**What the task asks:** Rename "Output" to "Result" throughout the records below and copy them out with nothing else changed.

[Items from a data source]
───
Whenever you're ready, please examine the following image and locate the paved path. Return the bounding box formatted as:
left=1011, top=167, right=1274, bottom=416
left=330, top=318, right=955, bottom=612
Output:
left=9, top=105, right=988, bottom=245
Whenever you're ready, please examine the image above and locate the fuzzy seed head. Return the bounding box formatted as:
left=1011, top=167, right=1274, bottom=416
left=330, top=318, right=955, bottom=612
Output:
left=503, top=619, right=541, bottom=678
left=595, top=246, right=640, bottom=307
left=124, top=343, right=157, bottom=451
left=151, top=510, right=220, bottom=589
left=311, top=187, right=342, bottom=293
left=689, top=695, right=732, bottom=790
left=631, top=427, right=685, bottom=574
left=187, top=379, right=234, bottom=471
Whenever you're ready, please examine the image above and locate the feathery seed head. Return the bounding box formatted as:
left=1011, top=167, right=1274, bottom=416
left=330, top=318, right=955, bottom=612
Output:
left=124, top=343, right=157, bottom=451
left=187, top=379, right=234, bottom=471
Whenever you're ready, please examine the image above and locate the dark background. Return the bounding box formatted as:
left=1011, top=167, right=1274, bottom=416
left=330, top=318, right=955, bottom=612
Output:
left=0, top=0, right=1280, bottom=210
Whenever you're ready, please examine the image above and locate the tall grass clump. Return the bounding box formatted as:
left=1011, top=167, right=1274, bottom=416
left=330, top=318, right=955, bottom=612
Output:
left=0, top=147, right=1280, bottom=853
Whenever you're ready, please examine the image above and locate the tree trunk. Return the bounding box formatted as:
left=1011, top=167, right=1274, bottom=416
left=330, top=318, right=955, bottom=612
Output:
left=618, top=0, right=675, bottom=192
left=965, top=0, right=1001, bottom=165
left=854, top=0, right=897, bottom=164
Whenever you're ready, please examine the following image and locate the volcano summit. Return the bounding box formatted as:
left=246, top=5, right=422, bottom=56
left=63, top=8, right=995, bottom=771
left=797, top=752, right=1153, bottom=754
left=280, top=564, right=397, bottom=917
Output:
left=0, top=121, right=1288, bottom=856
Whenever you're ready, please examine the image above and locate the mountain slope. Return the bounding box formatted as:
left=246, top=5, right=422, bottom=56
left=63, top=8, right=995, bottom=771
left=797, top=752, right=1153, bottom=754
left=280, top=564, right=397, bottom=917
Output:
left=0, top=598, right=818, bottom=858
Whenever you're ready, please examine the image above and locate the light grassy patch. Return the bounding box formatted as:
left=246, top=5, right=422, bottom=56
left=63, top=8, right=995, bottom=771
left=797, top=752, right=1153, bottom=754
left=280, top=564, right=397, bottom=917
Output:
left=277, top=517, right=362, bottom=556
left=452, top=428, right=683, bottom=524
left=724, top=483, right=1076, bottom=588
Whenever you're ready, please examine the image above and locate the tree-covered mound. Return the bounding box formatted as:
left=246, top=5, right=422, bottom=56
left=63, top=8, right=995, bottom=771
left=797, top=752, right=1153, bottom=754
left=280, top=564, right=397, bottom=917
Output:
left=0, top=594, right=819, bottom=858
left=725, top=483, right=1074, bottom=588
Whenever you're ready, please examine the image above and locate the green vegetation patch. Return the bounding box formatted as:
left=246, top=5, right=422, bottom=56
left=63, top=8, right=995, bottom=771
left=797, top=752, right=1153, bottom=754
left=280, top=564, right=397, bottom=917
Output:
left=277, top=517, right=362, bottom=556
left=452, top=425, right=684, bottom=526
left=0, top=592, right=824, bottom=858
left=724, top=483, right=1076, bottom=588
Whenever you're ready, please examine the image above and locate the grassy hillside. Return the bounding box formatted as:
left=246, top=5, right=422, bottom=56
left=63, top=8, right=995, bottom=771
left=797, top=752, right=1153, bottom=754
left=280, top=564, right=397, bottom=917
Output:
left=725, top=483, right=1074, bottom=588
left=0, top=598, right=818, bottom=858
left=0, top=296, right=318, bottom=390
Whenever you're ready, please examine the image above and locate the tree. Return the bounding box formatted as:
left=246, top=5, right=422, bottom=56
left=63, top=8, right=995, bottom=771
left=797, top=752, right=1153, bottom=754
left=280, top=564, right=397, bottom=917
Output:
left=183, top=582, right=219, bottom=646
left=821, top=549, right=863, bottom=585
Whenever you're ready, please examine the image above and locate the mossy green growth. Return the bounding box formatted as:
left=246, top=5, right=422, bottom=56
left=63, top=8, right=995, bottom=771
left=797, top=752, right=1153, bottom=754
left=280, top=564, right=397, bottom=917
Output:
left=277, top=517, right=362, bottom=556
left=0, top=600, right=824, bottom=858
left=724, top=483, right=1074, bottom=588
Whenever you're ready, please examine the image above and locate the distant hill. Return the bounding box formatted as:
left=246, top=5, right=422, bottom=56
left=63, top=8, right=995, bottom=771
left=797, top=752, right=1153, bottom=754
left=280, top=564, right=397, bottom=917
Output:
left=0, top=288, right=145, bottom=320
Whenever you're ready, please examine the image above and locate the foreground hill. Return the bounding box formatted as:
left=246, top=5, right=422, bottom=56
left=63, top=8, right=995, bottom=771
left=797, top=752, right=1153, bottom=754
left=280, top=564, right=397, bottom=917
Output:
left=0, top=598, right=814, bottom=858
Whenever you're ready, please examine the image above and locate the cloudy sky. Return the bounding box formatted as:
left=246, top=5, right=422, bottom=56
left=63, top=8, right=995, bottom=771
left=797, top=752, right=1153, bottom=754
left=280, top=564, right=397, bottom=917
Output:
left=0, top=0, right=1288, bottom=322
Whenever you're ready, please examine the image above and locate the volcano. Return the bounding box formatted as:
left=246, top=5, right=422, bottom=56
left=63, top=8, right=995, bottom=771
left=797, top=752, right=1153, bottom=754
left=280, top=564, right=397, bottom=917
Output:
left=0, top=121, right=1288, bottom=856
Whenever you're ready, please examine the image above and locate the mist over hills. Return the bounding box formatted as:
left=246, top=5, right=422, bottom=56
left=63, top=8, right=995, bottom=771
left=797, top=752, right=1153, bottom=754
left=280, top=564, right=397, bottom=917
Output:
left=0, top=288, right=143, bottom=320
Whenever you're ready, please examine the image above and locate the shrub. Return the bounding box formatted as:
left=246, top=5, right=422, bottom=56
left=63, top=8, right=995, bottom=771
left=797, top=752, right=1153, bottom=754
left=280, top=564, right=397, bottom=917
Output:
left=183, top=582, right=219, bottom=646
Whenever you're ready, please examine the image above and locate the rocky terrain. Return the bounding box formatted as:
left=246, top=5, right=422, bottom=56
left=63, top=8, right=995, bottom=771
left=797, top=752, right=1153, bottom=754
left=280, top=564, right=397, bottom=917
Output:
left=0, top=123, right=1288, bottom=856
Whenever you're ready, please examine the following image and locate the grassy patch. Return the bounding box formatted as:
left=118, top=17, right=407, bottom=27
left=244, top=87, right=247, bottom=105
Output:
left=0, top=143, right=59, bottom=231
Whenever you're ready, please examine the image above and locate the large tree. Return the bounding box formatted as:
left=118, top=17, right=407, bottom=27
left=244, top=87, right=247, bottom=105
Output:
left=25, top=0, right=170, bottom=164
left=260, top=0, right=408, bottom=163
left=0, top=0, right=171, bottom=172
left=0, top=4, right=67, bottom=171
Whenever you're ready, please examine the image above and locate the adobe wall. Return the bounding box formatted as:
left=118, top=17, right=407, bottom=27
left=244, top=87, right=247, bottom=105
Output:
───
**Output of the exercise:**
Whenever you're ready, please examine the following image and locate the paved path. Return the bounding box formatted as:
left=1011, top=167, right=1274, bottom=416
left=330, top=318, right=955, bottom=612
Result:
left=9, top=105, right=988, bottom=245
Whenever you're ready, please examine the image above and locate the fuzzy seed head. Return the bounding box formatted as:
left=1011, top=167, right=1274, bottom=416
left=330, top=318, right=955, bottom=612
Result:
left=503, top=619, right=541, bottom=678
left=595, top=246, right=640, bottom=307
left=124, top=343, right=157, bottom=451
left=151, top=510, right=220, bottom=589
left=311, top=187, right=342, bottom=293
left=689, top=695, right=732, bottom=790
left=631, top=427, right=685, bottom=574
left=187, top=379, right=234, bottom=471
Whenever you're ready, please examine the image above and locate the feathery seed head. Return the bounding box formatted as:
left=1011, top=167, right=1274, bottom=416
left=330, top=318, right=955, bottom=612
Result:
left=124, top=343, right=157, bottom=451
left=187, top=379, right=234, bottom=471
Whenever you're ready, please examine the image above and locate the dark background. Return the bounding box formatted as:
left=1011, top=167, right=1274, bottom=416
left=330, top=318, right=955, bottom=612
Result:
left=0, top=0, right=1280, bottom=210
Whenever you're ready, please examine the image above and locate the tall grass clump. Return the bounding box formatted as:
left=1011, top=167, right=1274, bottom=416
left=330, top=318, right=955, bottom=612
Result:
left=0, top=147, right=1280, bottom=853
Whenever you're ready, please examine the image above and locate the tree trunk. Return the bounding box formatted as:
left=1011, top=167, right=1274, bottom=416
left=330, top=318, right=955, bottom=612
Result:
left=618, top=0, right=675, bottom=192
left=965, top=0, right=1001, bottom=165
left=854, top=0, right=897, bottom=164
Whenever you're ready, please examine the following image and locate the volcano summit. Return the bounding box formatted as:
left=246, top=5, right=422, bottom=56
left=63, top=8, right=995, bottom=771
left=797, top=752, right=1153, bottom=754
left=280, top=564, right=397, bottom=917
Result:
left=0, top=121, right=1288, bottom=856
Whenever you're ready, please examine the image above and locate the mountain slope. Return the bounding box formatted as:
left=246, top=5, right=422, bottom=56
left=63, top=8, right=995, bottom=771
left=797, top=752, right=1153, bottom=754
left=280, top=564, right=397, bottom=917
Result:
left=0, top=598, right=818, bottom=858
Whenever you're ready, please examine the image above and locate the light grassy patch. Return the bounding box formatted as:
left=246, top=5, right=422, bottom=56
left=63, top=8, right=995, bottom=771
left=797, top=752, right=1153, bottom=754
left=280, top=564, right=397, bottom=917
Result:
left=277, top=517, right=362, bottom=556
left=452, top=428, right=683, bottom=524
left=724, top=483, right=1076, bottom=588
Whenever you're ready, please examine the image above and locate the tree-covered mound. Return the bounding box formatted as:
left=246, top=5, right=422, bottom=56
left=63, top=8, right=995, bottom=771
left=797, top=752, right=1153, bottom=754
left=280, top=564, right=397, bottom=917
Result:
left=0, top=594, right=819, bottom=858
left=725, top=483, right=1074, bottom=588
Whenever you're ready, please examine the image above and locate the green vegetation patch. Return the bounding box formatted as:
left=246, top=5, right=422, bottom=56
left=63, top=8, right=995, bottom=771
left=797, top=752, right=1153, bottom=754
left=280, top=564, right=397, bottom=917
Result:
left=277, top=517, right=362, bottom=556
left=452, top=425, right=684, bottom=526
left=0, top=592, right=824, bottom=858
left=724, top=483, right=1076, bottom=588
Whenever you're ready, please examine the image above and locate the grassy hillside. Return the bounding box formatted as:
left=246, top=5, right=422, bottom=56
left=63, top=8, right=995, bottom=771
left=797, top=752, right=1153, bottom=754
left=280, top=564, right=397, bottom=917
Result:
left=725, top=483, right=1074, bottom=588
left=0, top=598, right=818, bottom=858
left=0, top=296, right=318, bottom=390
Whenever you're ready, please examine the image above and locate the tree. Return the bounding box formatted as:
left=246, top=5, right=422, bottom=56
left=63, top=8, right=995, bottom=771
left=797, top=752, right=1153, bottom=754
left=280, top=564, right=397, bottom=917
Result:
left=183, top=582, right=219, bottom=646
left=821, top=549, right=863, bottom=585
Whenever you're ready, please examine the image above and locate the mossy green growth. Return the bounding box formatted as:
left=246, top=5, right=422, bottom=56
left=63, top=8, right=995, bottom=771
left=797, top=752, right=1153, bottom=754
left=280, top=564, right=397, bottom=917
Result:
left=277, top=517, right=362, bottom=556
left=0, top=600, right=824, bottom=858
left=724, top=483, right=1074, bottom=588
Whenever you're ready, please examine the image above and locate the distant hill. Return the bounding box formatted as:
left=246, top=5, right=422, bottom=56
left=63, top=8, right=995, bottom=771
left=797, top=752, right=1153, bottom=754
left=280, top=564, right=397, bottom=917
Result:
left=0, top=288, right=145, bottom=320
Whenever you're ready, please examine the image above and locate the foreground hill. Return the bounding box formatted as:
left=246, top=5, right=422, bottom=56
left=63, top=8, right=995, bottom=771
left=797, top=752, right=1153, bottom=754
left=280, top=564, right=397, bottom=917
Result:
left=0, top=598, right=814, bottom=858
Whenever you're ready, please examine the image above and locate the cloudy sky. Return the bounding box formatted as:
left=246, top=5, right=422, bottom=56
left=63, top=8, right=995, bottom=771
left=797, top=752, right=1153, bottom=754
left=280, top=564, right=397, bottom=917
Result:
left=0, top=0, right=1288, bottom=322
Whenever you're ready, please examine the image above and locate the volcano. Return the bounding box formatted as:
left=246, top=5, right=422, bottom=56
left=63, top=8, right=995, bottom=771
left=797, top=752, right=1153, bottom=754
left=280, top=564, right=397, bottom=917
Result:
left=0, top=121, right=1288, bottom=856
Whenever you're ready, please examine the image above and locate the mist over hills. Return the bounding box formatted as:
left=246, top=5, right=422, bottom=56
left=63, top=8, right=995, bottom=771
left=797, top=752, right=1153, bottom=754
left=280, top=564, right=397, bottom=917
Result:
left=0, top=288, right=143, bottom=320
Whenever you're ready, please examine the image above and locate the shrub. Return the bounding box formatted as:
left=246, top=5, right=422, bottom=56
left=63, top=8, right=995, bottom=771
left=797, top=752, right=1153, bottom=754
left=280, top=564, right=397, bottom=917
Result:
left=183, top=582, right=219, bottom=646
Whenever you're ready, please examine the image above and locate the rocky terrain. Return the bounding box formatted as:
left=246, top=5, right=422, bottom=56
left=63, top=8, right=995, bottom=771
left=797, top=752, right=1153, bottom=754
left=280, top=564, right=397, bottom=917
Result:
left=0, top=123, right=1288, bottom=856
Whenever you're ready, please examine the following image and locate the grassy patch. Return the bounding box formatted as:
left=118, top=17, right=407, bottom=27
left=244, top=87, right=247, bottom=105
Result:
left=0, top=143, right=59, bottom=231
Whenever you're ready, please examine the image above and locate the large tree. Return the bounding box formatted as:
left=118, top=17, right=407, bottom=27
left=244, top=87, right=247, bottom=105
Result:
left=25, top=0, right=170, bottom=164
left=260, top=0, right=408, bottom=163
left=0, top=0, right=171, bottom=172
left=0, top=4, right=67, bottom=171
Whenever you're ready, please examine the image above and locate the adobe wall. Return the bounding box formatted as:
left=118, top=17, right=407, bottom=27
left=244, top=87, right=247, bottom=105
Result:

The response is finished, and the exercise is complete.